(Passage shown):
[MUD-Dev] Meaning and entertainment - Farming and FedExing (was re: Do players enjoy farming?)

Michael Sellers mike at onlinealchemy.com
Thu Jan 22 16:24:58 CET 2004


Dave Bacher wrote:
> On Mon, 12 Jan 2004 14:13:05 -0800, Freeman, Jeff wrote:

>> I'm not talking about actual *farming*.  I'm talking about the
>> slang-term "farming" - obtaining xp and items by killing the same
>> creature over and over.

> Players do not enjoy either farming nor camping.

> Camping and farming both involve mindless repetition.  Anything
> that involves mindless repetition is going to be viewed as a
> useless time sink by players.  And they are right.  The activities
> are not fun by any stretch of the imagination, and players are
> cursing your name every time they are forced to participate in
> them.

To me, this comment brings the two threads on quests and camping
together nicely, along with the 'barriers to enjoyment' thread.

In terms of 'quests,' it's not whether you have to take a token from
<a> to <b> that matters, nor how overt that transport is.  What
matters is how entertaining this is to the player.  And most often
what this reduces to is how meaningful the task is for the players.
For example, the most overt of FedEx quests (e.g. Indiana Jones
retrieving the Holy Grail for his father) can be highly
entertaining, if they're meaningful to the player.  And while
Horizons' quests can in some algebraic form be reduced to
token-moving, the reason they work is that they *matter* to the
player.  The advantage of 'hiding' the token-moving under otherwise
meaningful exteriors is that it allows more forms that don't quickly
become familiar, then rote, and then meaningless to the player.

(Dataset entries):
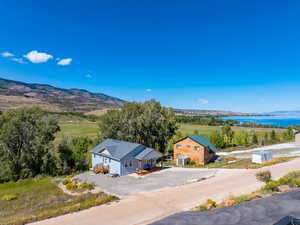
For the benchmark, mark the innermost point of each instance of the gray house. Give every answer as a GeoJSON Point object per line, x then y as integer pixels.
{"type": "Point", "coordinates": [297, 137]}
{"type": "Point", "coordinates": [123, 157]}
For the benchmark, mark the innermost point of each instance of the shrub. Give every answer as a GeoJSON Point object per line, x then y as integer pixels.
{"type": "Point", "coordinates": [202, 208]}
{"type": "Point", "coordinates": [66, 181]}
{"type": "Point", "coordinates": [293, 174]}
{"type": "Point", "coordinates": [71, 186]}
{"type": "Point", "coordinates": [243, 198]}
{"type": "Point", "coordinates": [211, 202]}
{"type": "Point", "coordinates": [87, 186]}
{"type": "Point", "coordinates": [294, 182]}
{"type": "Point", "coordinates": [9, 197]}
{"type": "Point", "coordinates": [71, 176]}
{"type": "Point", "coordinates": [264, 176]}
{"type": "Point", "coordinates": [272, 186]}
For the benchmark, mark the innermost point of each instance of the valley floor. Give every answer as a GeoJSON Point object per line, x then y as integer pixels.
{"type": "Point", "coordinates": [147, 207]}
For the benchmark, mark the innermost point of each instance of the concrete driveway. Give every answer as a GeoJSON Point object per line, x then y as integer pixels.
{"type": "Point", "coordinates": [148, 207]}
{"type": "Point", "coordinates": [133, 183]}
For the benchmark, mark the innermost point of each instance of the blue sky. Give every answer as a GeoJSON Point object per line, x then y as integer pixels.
{"type": "Point", "coordinates": [210, 54]}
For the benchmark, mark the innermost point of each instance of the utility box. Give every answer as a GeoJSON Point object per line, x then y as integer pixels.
{"type": "Point", "coordinates": [261, 157]}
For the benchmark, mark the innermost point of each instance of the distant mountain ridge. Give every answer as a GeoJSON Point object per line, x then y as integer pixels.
{"type": "Point", "coordinates": [212, 112]}
{"type": "Point", "coordinates": [286, 112]}
{"type": "Point", "coordinates": [14, 94]}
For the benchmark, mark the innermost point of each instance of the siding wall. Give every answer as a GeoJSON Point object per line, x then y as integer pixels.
{"type": "Point", "coordinates": [114, 165]}
{"type": "Point", "coordinates": [134, 162]}
{"type": "Point", "coordinates": [201, 156]}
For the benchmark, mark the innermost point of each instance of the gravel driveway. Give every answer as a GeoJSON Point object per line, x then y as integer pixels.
{"type": "Point", "coordinates": [132, 184]}
{"type": "Point", "coordinates": [265, 211]}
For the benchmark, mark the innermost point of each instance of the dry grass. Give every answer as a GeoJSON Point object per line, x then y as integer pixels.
{"type": "Point", "coordinates": [40, 199]}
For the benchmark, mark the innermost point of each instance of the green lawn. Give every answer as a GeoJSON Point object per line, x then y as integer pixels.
{"type": "Point", "coordinates": [77, 128]}
{"type": "Point", "coordinates": [90, 129]}
{"type": "Point", "coordinates": [39, 199]}
{"type": "Point", "coordinates": [188, 129]}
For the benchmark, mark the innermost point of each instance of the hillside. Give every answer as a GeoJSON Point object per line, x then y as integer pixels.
{"type": "Point", "coordinates": [211, 112]}
{"type": "Point", "coordinates": [14, 94]}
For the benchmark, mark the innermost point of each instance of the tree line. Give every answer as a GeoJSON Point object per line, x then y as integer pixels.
{"type": "Point", "coordinates": [27, 149]}
{"type": "Point", "coordinates": [27, 135]}
{"type": "Point", "coordinates": [205, 120]}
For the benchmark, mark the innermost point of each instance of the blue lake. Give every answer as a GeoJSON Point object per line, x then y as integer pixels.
{"type": "Point", "coordinates": [282, 121]}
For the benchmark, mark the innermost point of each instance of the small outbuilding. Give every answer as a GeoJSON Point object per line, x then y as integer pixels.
{"type": "Point", "coordinates": [261, 157]}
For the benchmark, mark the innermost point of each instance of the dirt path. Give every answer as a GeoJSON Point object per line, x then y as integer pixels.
{"type": "Point", "coordinates": [150, 206]}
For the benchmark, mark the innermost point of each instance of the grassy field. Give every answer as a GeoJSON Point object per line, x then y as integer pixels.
{"type": "Point", "coordinates": [188, 129]}
{"type": "Point", "coordinates": [26, 201]}
{"type": "Point", "coordinates": [77, 128]}
{"type": "Point", "coordinates": [90, 129]}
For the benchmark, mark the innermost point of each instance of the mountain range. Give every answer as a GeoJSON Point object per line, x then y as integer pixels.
{"type": "Point", "coordinates": [14, 94]}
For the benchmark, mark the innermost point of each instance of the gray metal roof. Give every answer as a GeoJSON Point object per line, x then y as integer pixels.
{"type": "Point", "coordinates": [117, 149]}
{"type": "Point", "coordinates": [148, 153]}
{"type": "Point", "coordinates": [262, 153]}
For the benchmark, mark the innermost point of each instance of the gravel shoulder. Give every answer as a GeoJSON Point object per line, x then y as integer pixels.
{"type": "Point", "coordinates": [150, 206]}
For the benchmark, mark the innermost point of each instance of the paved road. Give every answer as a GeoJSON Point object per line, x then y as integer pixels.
{"type": "Point", "coordinates": [148, 207]}
{"type": "Point", "coordinates": [133, 184]}
{"type": "Point", "coordinates": [265, 211]}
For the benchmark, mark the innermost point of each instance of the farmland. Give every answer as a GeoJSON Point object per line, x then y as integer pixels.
{"type": "Point", "coordinates": [90, 129]}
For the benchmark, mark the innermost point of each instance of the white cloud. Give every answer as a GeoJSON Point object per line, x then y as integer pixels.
{"type": "Point", "coordinates": [18, 60]}
{"type": "Point", "coordinates": [88, 75]}
{"type": "Point", "coordinates": [64, 62]}
{"type": "Point", "coordinates": [38, 57]}
{"type": "Point", "coordinates": [7, 54]}
{"type": "Point", "coordinates": [203, 101]}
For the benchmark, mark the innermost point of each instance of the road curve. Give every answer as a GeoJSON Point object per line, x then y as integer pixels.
{"type": "Point", "coordinates": [148, 207]}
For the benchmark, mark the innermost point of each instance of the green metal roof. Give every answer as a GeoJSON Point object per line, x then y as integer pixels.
{"type": "Point", "coordinates": [203, 141]}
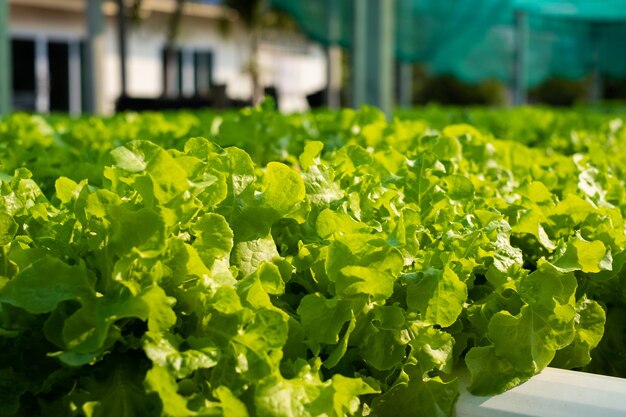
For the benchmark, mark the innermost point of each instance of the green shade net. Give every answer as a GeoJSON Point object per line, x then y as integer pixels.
{"type": "Point", "coordinates": [475, 39]}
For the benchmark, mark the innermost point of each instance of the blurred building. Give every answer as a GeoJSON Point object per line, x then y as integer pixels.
{"type": "Point", "coordinates": [48, 39]}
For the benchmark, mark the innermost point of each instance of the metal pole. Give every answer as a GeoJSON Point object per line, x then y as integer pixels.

(What you have to do):
Can you quote the post on farming and quests from "[MUD-Dev] Meaning and" to "farming nor camping."?

(Reply to the exercise):
[MUD-Dev] Meaning and entertainment - Farming and FedExing (was re: Do players enjoy farming?)

Michael Sellers mike at onlinealchemy.com
Thu Jan 22 16:24:58 CET 2004


Dave Bacher wrote:
> On Mon, 12 Jan 2004 14:13:05 -0800, Freeman, Jeff wrote:

>> I'm not talking about actual *farming*.  I'm talking about the
>> slang-term "farming" - obtaining xp and items by killing the same
>> creature over and over.

> Players do not enjoy either farming nor camping.